Texto exibido
####
Aldo ainda era rotariano, agropecuarista, foi presidente da Cervarp, solteirão que morava com a mãe, enfim, uma boa alma. Agora, paralelamente a todas essas qualidades, tinha um hábito que é muito comum na nossa sociedade; bebia um litro de whisky (Royal Label) todos os dias. Mas em nada ficavam comprometidos os negócios e compromissos.

Resultado: se foi aos 52 anos, tendo como causa maior, esse hábito. Eu ainda tive a ocasião de visitá-lo em seu leito de morte no Hospital Santa Izabel (JP). Dizíamos: é, Dr. Aldo, tem que parar… E ele respondia: agora só vou beber no carnaval (isso em fins de dezembro). Ele mesmo morrendo, ainda insistia em continuar esse hábito que o matou.  Perdemos todos nós, tanto sua família como a sociedade. Lembro que a destilaria parou a produção do seu whisky predileto e eu, em algum lugar, achei umas garrafinhas de doses do Royal Label e lhe presenteei no seu aniversário.
####
Tarefa A
Traduza para o inglês esta frase do texto sobre Aldo: "Perdemos todos nós, tanto sua família como a sociedade."
Tarefa B
Extraia do texto sobre Aldo, sem alterações, o trecho que vai de "Resultado: se foi" até "no seu aniversário.".

Material extraído
####
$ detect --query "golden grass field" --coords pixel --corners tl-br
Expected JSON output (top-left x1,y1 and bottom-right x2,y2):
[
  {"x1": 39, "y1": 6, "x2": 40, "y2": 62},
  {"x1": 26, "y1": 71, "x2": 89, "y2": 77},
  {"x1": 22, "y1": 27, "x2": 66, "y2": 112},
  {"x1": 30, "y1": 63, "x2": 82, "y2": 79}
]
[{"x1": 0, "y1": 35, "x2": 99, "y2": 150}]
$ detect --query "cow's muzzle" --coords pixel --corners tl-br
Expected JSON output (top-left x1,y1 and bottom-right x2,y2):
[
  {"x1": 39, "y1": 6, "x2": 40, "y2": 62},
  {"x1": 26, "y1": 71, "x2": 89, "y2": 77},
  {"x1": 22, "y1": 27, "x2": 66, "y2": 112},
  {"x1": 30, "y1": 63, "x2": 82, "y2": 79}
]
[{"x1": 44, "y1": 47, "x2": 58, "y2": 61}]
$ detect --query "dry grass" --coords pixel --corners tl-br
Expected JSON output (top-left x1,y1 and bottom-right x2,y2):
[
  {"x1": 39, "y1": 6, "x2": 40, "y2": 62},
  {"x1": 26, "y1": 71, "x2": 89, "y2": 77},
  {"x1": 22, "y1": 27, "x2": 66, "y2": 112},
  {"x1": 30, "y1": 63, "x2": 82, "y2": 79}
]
####
Solução A
We all lost out, both his family and society.

Solução B
Resultado: se foi aos 52 anos, tendo como causa maior, esse hábito. Eu ainda tive a ocasião de visitá-lo em seu leito de morte no Hospital Santa Izabel (JP). Dizíamos: é, Dr. Aldo, tem que parar… E ele respondia: agora só vou beber no carnaval (isso em fins de dezembro). Ele mesmo morrendo, ainda insistia em continuar esse hábito que o matou.  Perdemos todos nós, tanto sua família como a sociedade. Lembro que a destilaria parou a produção do seu whisky predileto e eu, em algum lugar, achei umas garrafinhas de doses do Royal Label e lhe presenteei no seu aniversário.